# NightSun, VSS-3A, Starburst - Taking The Heavy Iron Out For A Walk In the Park



## BVH (Mar 11, 2017)

I finally had the opportunity to take three of my "Heavy Iron" lights for real world "exercise". Believe it or not, I've had my VSS-3A since about 2007, My NightSun since about 2013 and my Starburst since about 2014 and this is the first time I've had the opportunity to see them perform horizontally at a ground-based range instead of pointing into the sky at clouds. There are posts specific to these lights so I won't go into much detail about them but wanted to share the beam shots. All lights are being powered by my 9-cell, 30V/100Ah LiPePo4 pack and are running at least 28.5 Volts to the light input.

Thanks to member Froggy Taco for providing the venue and pics from his great camera. The target trees are at 990 Yard and 1230 Yard distances. Each light was shot hitting the target trees. There are also shots closer in for the NightSun since this light is usually used at distances of from 500 to 1000 feet when installed on helicopters. I did my very best in trying to end up with posted pics that represent what we saw. I would probably have used the next brightest version of the pic for normal ambient light viewing. Froggy used 1.0, 1.6, 2.0 and 2.5 second exposures at f/7.1. I then picked the one most representative and used it. The camera used is an Olympus OM-D E-M1 with an Olympus M.Zuiko Digital ED 75mm f/1.8 lens. The temp was about 52 with light winds so you might see some particulates in the beams.

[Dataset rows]
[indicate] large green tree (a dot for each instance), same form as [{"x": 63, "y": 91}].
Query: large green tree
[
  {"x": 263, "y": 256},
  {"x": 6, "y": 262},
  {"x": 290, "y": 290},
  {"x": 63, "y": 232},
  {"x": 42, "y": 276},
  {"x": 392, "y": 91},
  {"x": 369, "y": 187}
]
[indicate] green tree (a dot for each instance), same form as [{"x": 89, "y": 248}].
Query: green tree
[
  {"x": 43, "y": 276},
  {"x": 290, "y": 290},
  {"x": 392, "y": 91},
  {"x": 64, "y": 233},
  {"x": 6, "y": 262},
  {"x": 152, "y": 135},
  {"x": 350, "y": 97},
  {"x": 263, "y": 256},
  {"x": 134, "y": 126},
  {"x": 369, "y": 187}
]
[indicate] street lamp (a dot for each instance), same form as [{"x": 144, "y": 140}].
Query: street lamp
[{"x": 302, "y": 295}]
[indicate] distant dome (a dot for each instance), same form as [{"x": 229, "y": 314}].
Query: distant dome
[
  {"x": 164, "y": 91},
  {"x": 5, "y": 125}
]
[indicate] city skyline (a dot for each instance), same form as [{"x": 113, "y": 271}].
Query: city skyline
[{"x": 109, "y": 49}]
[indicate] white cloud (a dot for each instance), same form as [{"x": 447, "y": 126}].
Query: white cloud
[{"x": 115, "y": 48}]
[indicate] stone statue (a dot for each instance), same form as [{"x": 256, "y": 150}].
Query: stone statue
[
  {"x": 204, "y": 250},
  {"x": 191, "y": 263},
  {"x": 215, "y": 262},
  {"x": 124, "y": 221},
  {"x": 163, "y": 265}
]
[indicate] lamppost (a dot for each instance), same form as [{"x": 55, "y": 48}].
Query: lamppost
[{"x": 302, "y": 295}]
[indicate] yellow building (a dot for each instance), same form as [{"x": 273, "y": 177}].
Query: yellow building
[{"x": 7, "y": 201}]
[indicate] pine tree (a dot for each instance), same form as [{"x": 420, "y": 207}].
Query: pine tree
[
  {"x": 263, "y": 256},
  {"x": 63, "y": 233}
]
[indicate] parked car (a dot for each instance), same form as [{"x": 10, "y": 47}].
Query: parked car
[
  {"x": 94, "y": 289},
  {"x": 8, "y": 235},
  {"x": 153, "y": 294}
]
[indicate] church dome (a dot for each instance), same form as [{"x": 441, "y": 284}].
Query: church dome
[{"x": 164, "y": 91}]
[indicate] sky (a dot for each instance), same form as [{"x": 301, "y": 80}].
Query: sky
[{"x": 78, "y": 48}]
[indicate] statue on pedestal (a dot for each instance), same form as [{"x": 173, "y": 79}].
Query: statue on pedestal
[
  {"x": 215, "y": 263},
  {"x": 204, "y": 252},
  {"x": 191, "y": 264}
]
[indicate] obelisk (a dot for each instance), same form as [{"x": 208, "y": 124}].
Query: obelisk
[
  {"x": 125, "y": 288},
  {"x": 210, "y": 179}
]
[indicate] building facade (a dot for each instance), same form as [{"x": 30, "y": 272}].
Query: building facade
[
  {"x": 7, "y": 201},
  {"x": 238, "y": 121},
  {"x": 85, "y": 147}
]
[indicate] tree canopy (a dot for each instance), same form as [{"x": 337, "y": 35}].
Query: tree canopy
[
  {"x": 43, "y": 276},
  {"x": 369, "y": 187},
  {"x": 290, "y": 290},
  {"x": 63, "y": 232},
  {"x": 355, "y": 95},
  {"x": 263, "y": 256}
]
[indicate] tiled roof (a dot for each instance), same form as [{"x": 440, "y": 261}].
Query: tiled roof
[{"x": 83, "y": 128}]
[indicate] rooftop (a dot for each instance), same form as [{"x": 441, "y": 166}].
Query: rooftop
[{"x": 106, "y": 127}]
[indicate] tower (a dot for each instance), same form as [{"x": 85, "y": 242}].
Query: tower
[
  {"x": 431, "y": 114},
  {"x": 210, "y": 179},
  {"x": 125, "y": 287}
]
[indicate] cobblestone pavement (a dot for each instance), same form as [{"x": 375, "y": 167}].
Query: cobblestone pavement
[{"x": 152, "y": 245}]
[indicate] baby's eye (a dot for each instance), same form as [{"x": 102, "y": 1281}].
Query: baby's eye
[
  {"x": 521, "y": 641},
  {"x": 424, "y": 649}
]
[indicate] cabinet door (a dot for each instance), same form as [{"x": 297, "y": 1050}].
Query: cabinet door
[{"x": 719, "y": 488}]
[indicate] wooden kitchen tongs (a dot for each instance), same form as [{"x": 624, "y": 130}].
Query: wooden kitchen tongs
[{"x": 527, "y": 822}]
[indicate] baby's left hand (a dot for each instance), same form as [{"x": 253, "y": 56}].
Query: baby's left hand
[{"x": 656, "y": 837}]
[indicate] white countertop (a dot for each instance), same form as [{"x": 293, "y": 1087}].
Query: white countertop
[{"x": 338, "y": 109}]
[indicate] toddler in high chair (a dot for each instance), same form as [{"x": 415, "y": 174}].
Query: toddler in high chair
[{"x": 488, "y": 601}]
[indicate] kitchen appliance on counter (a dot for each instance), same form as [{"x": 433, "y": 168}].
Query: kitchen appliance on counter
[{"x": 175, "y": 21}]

• _The tasks_
a - List the exposure times Froggy Taco used, as given in the forum post.
b - Summarize the forum post in two sentences.

• _Results for the exercise_
a -
1.0 seconds
1.6 seconds
2.0 seconds
2.5 seconds

b - The poster took three "Heavy Iron" lights (a VSS-3A, a NightSun and a Starburst) to a ground-based range to see them shine horizontally for the first time, powering all of them from a 30V/100Ah LiPePo4 pack at no less than 28.5 volts. Member Froggy Taco provided the venue and took the photos of each light hitting target trees at 990 and 1230 yards, using exposures of 1.0 to 2.5 seconds at f/7.1 on an Olympus OM-D E-M1.